Provided passage -
SECURITIES AND EXCHANGE COMMISSION

Washington, D.C. 20549

 

Form 8-K

 

Current Report

Pursuant to Section 13 or 15(d) of the

Securities Act of 1934

 

October 10th, 2019

(Date of Report)

 

VIVA ENTERTAINMENT GROUP, INC.

(Exact Name of Registrant as Specified in its Charter)

 

Nevada   333-163815   98-0642409
         
(State or other jurisdiction of
incorporation)
  (Commission File Number)   (I.R.S. Employer Identification No.)

   

143-41 84th Drive, Briarwood, New York 11435

(Address of principal executive offices)

 

Registrant's telephone number, including area code: 347-681-1668 

 

___________________________

 

(Former name or former address, if changed since last report)

 

Check the appropriate box below if the Form 8-K filing is intended to simultaneously satisfy the filing obligation of the registrant under any of the following provisions:

☐       Written communications pursuant to Rule 425 under the Securities Act

☐       Soliciting material pursuant to Rule 14a-12 under the Exchange Act

☐       Pre-commencement communications pursuant to Rule 14d-2(b) under the Exchange Act

☐       Pre-commencement communications pursuant to Rule 13e-4(c) under the Exchange Act 

 

Indicate by check mark whether the registrant is an emerging growth company as defined in as defined in Rule 405 of the Securities Act of 1933 (§230.405 of this chapter) or Rule 12b-2 of the Securities Exchange Act of 1934 (§240.12b-2 of this chapter).

Emerging growth company  

 

If an emerging growth company, indicate by check mark if the registrant has elected not to use the extended transition period for complying with any new or revised financial accounting standards provided pursuant to Section 13(a) of the Exchange Act.  

 

Securities registered pursuant to Section 12(b) of the Act:

 

Title of each class   Trading Symbol(s)   Name of each exchange on which registered
         

 

  

 

 

 

 

Item 8.01 Other Events.

Task list -
**1.** Please rewrite the Form 8-K starting with "If an emerging" and going on through "the Exchange Act.", replacing "extended" with "longer".
**2.** Answer these questions from the Form 8-K.
(a) What date is given as the date of report?
(b) In which state is the registrant incorporated?
(c) What is the registrant's telephone number?

Entries supplied -
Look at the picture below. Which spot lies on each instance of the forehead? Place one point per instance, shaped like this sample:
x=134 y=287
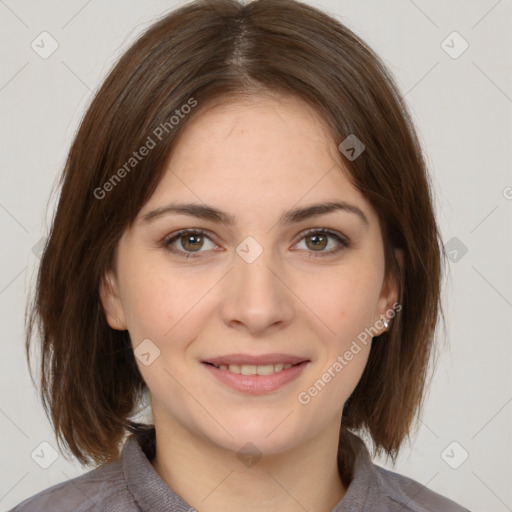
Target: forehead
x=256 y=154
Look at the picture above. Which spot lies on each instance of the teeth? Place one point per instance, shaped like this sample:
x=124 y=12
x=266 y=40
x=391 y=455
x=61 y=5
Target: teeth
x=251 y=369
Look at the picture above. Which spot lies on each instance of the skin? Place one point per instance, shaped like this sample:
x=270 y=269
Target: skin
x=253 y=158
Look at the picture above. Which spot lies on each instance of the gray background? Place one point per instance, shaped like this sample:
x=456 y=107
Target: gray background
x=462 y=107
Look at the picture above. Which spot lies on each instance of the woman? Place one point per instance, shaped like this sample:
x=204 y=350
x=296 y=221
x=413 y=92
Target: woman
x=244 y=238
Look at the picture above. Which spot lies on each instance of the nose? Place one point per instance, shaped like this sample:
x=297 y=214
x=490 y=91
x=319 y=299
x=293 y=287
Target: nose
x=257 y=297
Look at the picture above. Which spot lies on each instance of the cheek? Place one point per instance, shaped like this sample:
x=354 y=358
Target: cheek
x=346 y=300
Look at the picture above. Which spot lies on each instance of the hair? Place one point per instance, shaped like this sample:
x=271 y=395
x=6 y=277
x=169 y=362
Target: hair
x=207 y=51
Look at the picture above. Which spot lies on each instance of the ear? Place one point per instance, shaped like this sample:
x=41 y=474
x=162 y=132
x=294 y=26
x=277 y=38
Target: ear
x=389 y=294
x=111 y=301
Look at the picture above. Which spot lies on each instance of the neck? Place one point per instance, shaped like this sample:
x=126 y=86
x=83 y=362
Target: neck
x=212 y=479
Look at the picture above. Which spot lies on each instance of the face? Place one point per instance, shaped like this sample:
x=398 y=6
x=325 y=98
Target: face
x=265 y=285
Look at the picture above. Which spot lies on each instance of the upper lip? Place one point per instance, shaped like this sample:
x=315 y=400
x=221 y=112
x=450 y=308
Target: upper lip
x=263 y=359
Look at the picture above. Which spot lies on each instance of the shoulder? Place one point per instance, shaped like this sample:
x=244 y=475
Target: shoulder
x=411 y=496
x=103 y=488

==

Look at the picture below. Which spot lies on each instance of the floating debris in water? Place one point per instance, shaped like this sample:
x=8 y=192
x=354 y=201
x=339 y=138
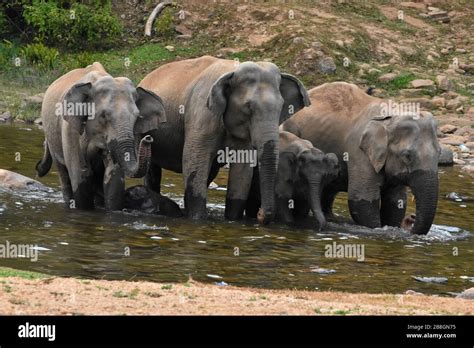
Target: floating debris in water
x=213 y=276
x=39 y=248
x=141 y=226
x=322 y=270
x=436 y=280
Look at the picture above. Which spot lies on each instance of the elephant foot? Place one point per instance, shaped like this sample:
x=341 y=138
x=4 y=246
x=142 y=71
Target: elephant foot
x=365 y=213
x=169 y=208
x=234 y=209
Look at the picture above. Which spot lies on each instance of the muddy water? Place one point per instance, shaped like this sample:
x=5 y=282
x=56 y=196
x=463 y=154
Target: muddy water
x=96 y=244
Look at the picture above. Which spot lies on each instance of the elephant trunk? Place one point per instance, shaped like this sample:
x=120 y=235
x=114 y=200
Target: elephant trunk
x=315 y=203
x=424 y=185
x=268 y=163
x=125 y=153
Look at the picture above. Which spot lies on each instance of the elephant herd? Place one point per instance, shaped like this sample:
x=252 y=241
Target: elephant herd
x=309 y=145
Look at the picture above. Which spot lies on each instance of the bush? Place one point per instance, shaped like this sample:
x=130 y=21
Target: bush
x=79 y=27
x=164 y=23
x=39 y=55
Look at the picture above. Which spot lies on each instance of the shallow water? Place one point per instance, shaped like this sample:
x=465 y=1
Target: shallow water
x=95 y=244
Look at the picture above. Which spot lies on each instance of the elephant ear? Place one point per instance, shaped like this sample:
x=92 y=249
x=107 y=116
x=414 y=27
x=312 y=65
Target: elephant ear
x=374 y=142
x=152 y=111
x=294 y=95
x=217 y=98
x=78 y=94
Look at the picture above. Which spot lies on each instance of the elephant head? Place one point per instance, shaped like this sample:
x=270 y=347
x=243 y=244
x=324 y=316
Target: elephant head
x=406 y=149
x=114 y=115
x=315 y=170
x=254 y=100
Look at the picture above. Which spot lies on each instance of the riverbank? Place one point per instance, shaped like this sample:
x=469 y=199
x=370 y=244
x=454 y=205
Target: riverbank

Answer set -
**1.**
If an emerging growth company, indicate by check mark if the registrant has elected not to use the longer transition period for complying with any new or revised financial accounting standards provided pursuant to Section 13(a) of the Exchange Act.

**2.**
(a) October 10th, 2019
(b) Nevada
(c) 347-681-1668